EXERCISE INSTRUCTIONS: Copy out the full data exactly as given; pictures should not be included.

[DATA SUPPLIED — start]

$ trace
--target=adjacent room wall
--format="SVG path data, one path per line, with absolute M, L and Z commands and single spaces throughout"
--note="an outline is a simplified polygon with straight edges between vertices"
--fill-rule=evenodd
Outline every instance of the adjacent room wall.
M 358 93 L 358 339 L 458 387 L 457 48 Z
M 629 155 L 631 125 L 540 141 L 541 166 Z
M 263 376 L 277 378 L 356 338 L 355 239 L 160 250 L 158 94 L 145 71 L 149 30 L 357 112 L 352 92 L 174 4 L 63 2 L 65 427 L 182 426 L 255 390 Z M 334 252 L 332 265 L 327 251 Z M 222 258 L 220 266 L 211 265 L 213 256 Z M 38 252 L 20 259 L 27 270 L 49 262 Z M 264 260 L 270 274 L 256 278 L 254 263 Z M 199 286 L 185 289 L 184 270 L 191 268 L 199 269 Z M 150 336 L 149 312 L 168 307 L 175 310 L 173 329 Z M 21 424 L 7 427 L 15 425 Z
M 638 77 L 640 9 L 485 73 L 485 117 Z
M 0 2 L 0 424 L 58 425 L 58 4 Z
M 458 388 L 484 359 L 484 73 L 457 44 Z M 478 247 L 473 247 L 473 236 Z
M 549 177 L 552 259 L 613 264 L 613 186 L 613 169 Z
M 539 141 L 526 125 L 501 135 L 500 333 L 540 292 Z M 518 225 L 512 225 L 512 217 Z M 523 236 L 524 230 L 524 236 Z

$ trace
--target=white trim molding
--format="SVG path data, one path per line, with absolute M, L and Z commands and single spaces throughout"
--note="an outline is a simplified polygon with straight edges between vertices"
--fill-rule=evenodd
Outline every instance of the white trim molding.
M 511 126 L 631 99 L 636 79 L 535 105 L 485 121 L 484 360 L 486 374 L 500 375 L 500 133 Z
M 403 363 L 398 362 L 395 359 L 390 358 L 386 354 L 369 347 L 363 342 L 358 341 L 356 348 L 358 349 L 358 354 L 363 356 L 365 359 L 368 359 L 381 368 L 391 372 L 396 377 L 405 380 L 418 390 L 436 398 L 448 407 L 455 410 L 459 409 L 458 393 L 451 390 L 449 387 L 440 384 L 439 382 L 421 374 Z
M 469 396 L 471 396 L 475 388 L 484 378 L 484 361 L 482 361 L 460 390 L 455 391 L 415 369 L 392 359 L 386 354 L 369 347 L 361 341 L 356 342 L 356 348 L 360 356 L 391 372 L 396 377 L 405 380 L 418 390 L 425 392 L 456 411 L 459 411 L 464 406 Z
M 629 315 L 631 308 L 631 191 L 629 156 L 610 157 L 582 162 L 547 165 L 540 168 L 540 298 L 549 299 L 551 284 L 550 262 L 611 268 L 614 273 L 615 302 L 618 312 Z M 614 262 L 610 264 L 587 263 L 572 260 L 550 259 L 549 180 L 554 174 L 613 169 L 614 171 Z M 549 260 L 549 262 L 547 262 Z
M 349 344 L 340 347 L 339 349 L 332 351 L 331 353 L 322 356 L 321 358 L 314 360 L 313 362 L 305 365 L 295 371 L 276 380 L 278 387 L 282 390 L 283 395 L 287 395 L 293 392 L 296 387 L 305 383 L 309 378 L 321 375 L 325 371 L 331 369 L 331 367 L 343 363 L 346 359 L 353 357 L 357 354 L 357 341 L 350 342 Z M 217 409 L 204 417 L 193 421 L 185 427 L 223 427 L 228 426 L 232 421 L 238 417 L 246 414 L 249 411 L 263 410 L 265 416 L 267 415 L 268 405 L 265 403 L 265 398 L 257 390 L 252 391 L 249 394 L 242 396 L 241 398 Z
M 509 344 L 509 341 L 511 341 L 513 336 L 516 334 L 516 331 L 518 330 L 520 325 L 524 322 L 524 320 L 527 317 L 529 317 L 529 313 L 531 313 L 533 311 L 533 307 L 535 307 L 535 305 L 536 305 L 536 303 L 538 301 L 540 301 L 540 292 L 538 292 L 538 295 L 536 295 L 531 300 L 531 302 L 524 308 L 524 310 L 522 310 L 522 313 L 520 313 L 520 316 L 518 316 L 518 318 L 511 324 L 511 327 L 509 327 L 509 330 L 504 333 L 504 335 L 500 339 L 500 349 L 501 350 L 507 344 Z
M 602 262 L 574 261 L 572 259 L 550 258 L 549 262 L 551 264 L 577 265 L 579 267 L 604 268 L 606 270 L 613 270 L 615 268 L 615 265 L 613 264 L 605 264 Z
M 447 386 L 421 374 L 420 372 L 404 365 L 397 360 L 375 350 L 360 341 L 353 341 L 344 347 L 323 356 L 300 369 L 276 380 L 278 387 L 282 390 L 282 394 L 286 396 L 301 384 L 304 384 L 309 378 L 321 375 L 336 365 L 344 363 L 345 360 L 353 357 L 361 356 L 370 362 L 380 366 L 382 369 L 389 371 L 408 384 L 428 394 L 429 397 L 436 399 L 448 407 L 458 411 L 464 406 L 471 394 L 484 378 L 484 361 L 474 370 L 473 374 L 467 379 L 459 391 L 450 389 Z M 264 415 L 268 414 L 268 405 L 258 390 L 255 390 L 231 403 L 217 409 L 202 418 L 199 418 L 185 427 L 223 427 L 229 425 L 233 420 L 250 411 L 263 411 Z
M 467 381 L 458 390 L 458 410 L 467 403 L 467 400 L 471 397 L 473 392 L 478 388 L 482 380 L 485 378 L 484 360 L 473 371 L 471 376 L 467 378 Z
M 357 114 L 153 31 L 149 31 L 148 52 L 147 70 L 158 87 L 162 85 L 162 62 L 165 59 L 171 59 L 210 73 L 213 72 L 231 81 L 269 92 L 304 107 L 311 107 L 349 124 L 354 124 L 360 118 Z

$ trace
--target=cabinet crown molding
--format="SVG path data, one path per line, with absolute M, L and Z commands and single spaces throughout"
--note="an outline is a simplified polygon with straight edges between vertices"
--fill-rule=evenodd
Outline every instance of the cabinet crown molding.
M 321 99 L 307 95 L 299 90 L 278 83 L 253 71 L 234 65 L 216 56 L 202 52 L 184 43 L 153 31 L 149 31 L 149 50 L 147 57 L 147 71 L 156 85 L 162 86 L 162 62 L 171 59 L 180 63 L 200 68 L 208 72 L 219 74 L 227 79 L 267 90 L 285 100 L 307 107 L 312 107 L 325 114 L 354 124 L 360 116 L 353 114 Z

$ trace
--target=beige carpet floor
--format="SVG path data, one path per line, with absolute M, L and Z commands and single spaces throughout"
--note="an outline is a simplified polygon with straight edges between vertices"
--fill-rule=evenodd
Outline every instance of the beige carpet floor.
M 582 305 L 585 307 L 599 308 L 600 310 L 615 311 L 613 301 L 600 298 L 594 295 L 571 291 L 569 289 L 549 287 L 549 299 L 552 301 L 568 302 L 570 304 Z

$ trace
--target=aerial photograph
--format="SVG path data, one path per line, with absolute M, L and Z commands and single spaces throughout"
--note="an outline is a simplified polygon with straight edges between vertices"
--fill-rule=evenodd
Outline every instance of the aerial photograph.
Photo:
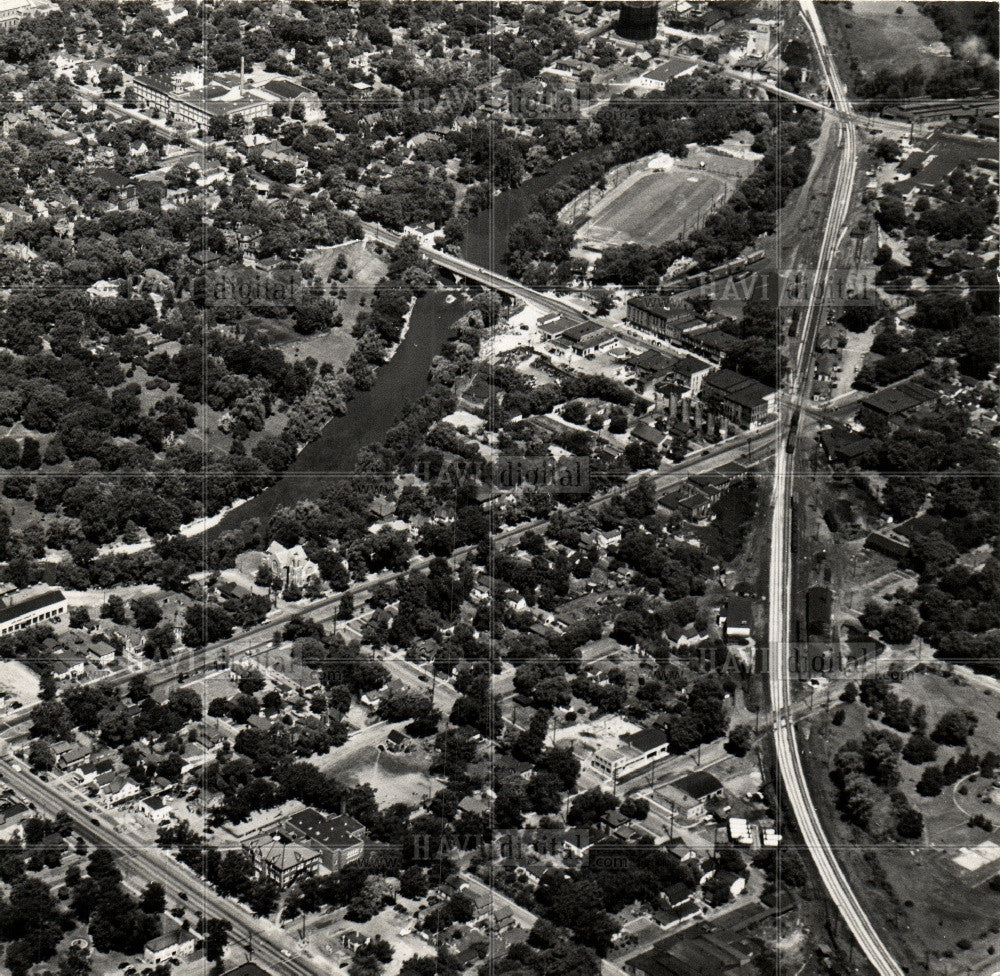
M 0 0 L 0 976 L 1000 976 L 1000 0 Z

[DATA SUPPLIED — finish]

REPLY TO THE TASK:
$ trace
--target=adjacent room wall
--format="SVG path data, one path per line, with absolute M, L and Z commands and single spaces throughout"
--note="an outline is a simplified polygon with straight edges between vertices"
--fill-rule=evenodd
Outline every instance of the adjacent room wall.
M 358 93 L 358 339 L 458 387 L 457 48 Z
M 629 155 L 631 125 L 540 141 L 541 166 Z
M 263 376 L 277 378 L 356 338 L 355 239 L 160 250 L 158 94 L 145 71 L 149 30 L 357 112 L 352 92 L 174 4 L 63 2 L 65 427 L 182 426 L 255 390 Z M 334 252 L 332 265 L 327 251 Z M 222 258 L 220 266 L 211 265 L 213 256 Z M 38 252 L 20 259 L 27 270 L 49 262 Z M 264 260 L 270 274 L 256 278 L 254 263 Z M 199 286 L 185 289 L 184 270 L 191 268 L 199 269 Z M 150 336 L 149 312 L 168 307 L 175 310 L 173 329 Z M 21 424 L 7 427 L 15 425 Z
M 638 77 L 640 9 L 485 73 L 485 117 Z
M 0 2 L 0 424 L 58 425 L 58 4 Z
M 458 388 L 484 359 L 484 73 L 457 44 Z M 478 247 L 473 247 L 473 236 Z
M 549 177 L 552 259 L 613 264 L 613 186 L 613 169 Z
M 539 141 L 526 125 L 501 135 L 500 333 L 540 292 Z M 518 225 L 512 225 L 512 217 Z M 523 236 L 524 230 L 524 236 Z

$ trace
--target=white trim molding
--format="SVG path data, one path per line, with absolute M, L and Z commands and single spaces throughout"
--note="an outline is a simplified polygon with straight edges between vertices"
--fill-rule=evenodd
Outline every instance of the white trim molding.
M 511 126 L 631 99 L 636 79 L 535 105 L 485 121 L 484 360 L 486 374 L 500 375 L 500 133 Z
M 403 363 L 398 362 L 395 359 L 390 358 L 386 354 L 369 347 L 363 342 L 358 341 L 356 348 L 358 349 L 358 354 L 363 356 L 365 359 L 368 359 L 381 368 L 391 372 L 396 377 L 405 380 L 418 390 L 436 398 L 448 407 L 455 410 L 459 409 L 458 393 L 451 390 L 449 387 L 440 384 L 439 382 L 421 374 Z
M 469 396 L 471 396 L 475 388 L 484 378 L 484 361 L 482 361 L 460 390 L 455 391 L 415 369 L 392 359 L 386 354 L 369 347 L 361 341 L 356 342 L 356 348 L 360 356 L 391 372 L 396 377 L 405 380 L 418 390 L 425 392 L 456 411 L 459 411 L 464 406 Z
M 629 315 L 631 308 L 631 191 L 629 156 L 610 157 L 582 162 L 547 165 L 540 168 L 540 298 L 549 299 L 551 284 L 550 262 L 611 268 L 614 273 L 615 302 L 618 312 Z M 614 262 L 610 264 L 587 263 L 572 260 L 550 259 L 549 180 L 554 174 L 613 169 L 614 171 Z M 549 260 L 549 262 L 547 262 Z
M 349 344 L 340 347 L 339 349 L 332 351 L 331 353 L 322 356 L 321 358 L 314 360 L 313 362 L 305 365 L 295 371 L 276 380 L 278 387 L 282 390 L 283 395 L 287 395 L 293 392 L 296 387 L 305 383 L 309 378 L 321 375 L 325 371 L 331 369 L 331 367 L 343 363 L 346 359 L 353 357 L 357 354 L 357 341 L 350 342 Z M 217 409 L 204 417 L 193 421 L 185 427 L 223 427 L 228 426 L 232 421 L 238 417 L 246 414 L 249 411 L 263 410 L 265 416 L 267 415 L 268 405 L 265 403 L 265 398 L 257 390 L 252 391 L 249 394 L 242 396 L 241 398 Z
M 509 344 L 509 341 L 511 341 L 513 336 L 516 334 L 516 331 L 518 330 L 520 325 L 524 322 L 524 320 L 527 317 L 529 317 L 529 313 L 531 313 L 533 311 L 533 307 L 535 307 L 535 305 L 536 305 L 536 303 L 538 301 L 540 301 L 540 292 L 538 292 L 538 295 L 536 295 L 531 300 L 531 302 L 524 308 L 524 310 L 522 310 L 522 313 L 520 313 L 520 316 L 518 316 L 518 318 L 511 324 L 511 327 L 509 327 L 509 330 L 504 333 L 504 335 L 500 339 L 500 349 L 501 350 L 507 344 Z
M 602 262 L 574 261 L 572 259 L 550 258 L 549 262 L 551 264 L 577 265 L 579 267 L 604 268 L 606 270 L 613 270 L 615 268 L 615 265 L 613 264 L 605 264 Z
M 447 386 L 421 374 L 420 372 L 404 365 L 397 360 L 375 350 L 360 341 L 353 341 L 344 347 L 323 356 L 300 369 L 276 380 L 278 387 L 282 390 L 282 394 L 286 396 L 301 384 L 304 384 L 309 378 L 321 375 L 336 365 L 344 363 L 345 360 L 353 357 L 361 356 L 370 362 L 380 366 L 382 369 L 389 371 L 408 384 L 428 394 L 429 397 L 436 399 L 448 407 L 458 411 L 464 406 L 471 394 L 484 378 L 484 361 L 474 370 L 473 374 L 467 379 L 459 391 L 450 389 Z M 264 415 L 268 414 L 268 405 L 258 390 L 255 390 L 231 403 L 217 409 L 202 418 L 199 418 L 185 427 L 223 427 L 229 425 L 233 420 L 250 411 L 263 411 Z
M 467 381 L 458 390 L 458 410 L 467 403 L 467 400 L 471 397 L 473 392 L 478 388 L 482 380 L 485 378 L 484 360 L 473 371 L 471 376 L 467 378 Z
M 357 114 L 153 31 L 149 31 L 148 52 L 147 70 L 158 87 L 162 85 L 162 62 L 165 59 L 171 59 L 210 73 L 213 72 L 231 81 L 269 92 L 304 107 L 311 107 L 349 124 L 354 124 L 360 118 Z

$ trace
--target=cabinet crown molding
--format="SVG path data, one path per line, with absolute M, L and Z commands and single spaces throughout"
--note="an outline is a simplified polygon with straight edges between vertices"
--fill-rule=evenodd
Outline every instance of the cabinet crown molding.
M 321 99 L 307 95 L 299 90 L 278 83 L 253 71 L 234 65 L 216 56 L 202 52 L 184 43 L 153 31 L 149 31 L 149 50 L 147 57 L 147 71 L 156 85 L 162 86 L 162 62 L 171 59 L 180 63 L 200 68 L 208 72 L 219 74 L 227 79 L 267 90 L 285 100 L 307 107 L 312 107 L 325 114 L 354 124 L 360 116 L 353 114 Z

$ trace
--target=beige carpet floor
--format="SVG path data, one path per line, with absolute M, L and Z commands and single spaces throughout"
--note="an outline is a simplified polygon with straight edges between vertices"
--fill-rule=evenodd
Outline every instance of the beige carpet floor.
M 582 305 L 585 307 L 599 308 L 600 310 L 615 311 L 613 301 L 600 298 L 594 295 L 571 291 L 569 289 L 549 287 L 549 299 L 552 301 L 568 302 L 570 304 Z

$ trace
--target=aerial photograph
--format="SVG path data, one path per line, with absolute M, L and Z commands and single spaces throughout"
--note="an outline is a simplified polygon with straight edges between vertices"
--fill-rule=evenodd
Outline every instance of the aerial photograph.
Photo:
M 0 0 L 0 976 L 1000 976 L 1000 0 Z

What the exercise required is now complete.